[STATED TASK]:
Pick out every line in the material below that contains the word "white", and copy each of those lines unchanged.

[RECORD EXTRACTS]:
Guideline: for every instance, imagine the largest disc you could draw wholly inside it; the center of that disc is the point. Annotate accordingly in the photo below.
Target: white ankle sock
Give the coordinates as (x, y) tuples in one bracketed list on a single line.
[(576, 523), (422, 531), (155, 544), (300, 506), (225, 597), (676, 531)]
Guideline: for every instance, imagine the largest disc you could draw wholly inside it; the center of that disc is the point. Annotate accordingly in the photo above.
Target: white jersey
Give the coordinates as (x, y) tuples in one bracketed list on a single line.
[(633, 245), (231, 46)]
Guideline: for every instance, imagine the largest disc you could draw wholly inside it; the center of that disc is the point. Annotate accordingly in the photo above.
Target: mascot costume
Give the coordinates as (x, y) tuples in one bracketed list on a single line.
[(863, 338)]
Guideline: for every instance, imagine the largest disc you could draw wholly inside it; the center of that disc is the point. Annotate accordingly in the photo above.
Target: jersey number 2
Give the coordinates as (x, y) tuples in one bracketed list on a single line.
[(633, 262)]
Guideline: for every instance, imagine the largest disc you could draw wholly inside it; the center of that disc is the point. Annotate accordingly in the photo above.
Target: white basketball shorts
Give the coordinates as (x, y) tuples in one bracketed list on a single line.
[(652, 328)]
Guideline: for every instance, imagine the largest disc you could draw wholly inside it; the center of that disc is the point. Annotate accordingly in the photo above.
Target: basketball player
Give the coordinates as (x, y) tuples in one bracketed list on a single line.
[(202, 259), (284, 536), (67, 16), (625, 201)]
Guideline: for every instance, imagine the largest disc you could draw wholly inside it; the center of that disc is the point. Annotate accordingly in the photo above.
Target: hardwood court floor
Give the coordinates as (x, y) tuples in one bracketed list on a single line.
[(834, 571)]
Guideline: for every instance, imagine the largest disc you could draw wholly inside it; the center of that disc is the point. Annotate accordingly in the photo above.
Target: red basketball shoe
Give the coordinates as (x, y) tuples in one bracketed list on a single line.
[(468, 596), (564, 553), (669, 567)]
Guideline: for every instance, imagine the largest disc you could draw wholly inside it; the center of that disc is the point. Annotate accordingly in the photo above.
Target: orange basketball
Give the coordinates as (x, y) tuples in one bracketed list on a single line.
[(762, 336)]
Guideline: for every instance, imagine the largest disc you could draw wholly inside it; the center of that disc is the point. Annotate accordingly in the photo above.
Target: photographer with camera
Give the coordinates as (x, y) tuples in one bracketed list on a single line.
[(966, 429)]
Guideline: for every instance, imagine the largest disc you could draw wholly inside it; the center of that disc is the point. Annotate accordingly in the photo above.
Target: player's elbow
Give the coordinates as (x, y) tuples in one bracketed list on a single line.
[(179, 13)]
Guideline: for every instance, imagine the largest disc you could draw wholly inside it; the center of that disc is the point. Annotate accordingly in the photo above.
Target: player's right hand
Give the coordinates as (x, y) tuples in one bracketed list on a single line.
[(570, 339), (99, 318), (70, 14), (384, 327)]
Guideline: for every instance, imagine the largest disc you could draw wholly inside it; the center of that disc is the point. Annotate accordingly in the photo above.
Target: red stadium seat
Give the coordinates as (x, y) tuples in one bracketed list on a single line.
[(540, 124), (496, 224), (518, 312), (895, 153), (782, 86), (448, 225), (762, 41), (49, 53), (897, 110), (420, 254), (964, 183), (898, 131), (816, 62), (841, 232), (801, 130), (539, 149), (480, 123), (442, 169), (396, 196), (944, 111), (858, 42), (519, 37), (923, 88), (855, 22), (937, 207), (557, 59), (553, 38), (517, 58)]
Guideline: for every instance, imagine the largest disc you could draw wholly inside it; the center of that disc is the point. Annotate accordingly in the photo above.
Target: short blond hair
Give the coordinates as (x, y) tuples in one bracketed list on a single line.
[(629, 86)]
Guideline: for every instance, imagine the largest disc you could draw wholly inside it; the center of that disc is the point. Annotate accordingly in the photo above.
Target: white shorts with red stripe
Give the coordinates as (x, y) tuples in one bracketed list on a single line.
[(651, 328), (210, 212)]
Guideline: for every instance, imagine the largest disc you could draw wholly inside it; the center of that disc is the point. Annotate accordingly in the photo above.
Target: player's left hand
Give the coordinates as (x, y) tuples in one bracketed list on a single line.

[SOLUTION TO THIS PROBLEM]:
Target: white ankle sock
Target: white jersey
Target: white basketball shorts
Target: white shorts with red stripe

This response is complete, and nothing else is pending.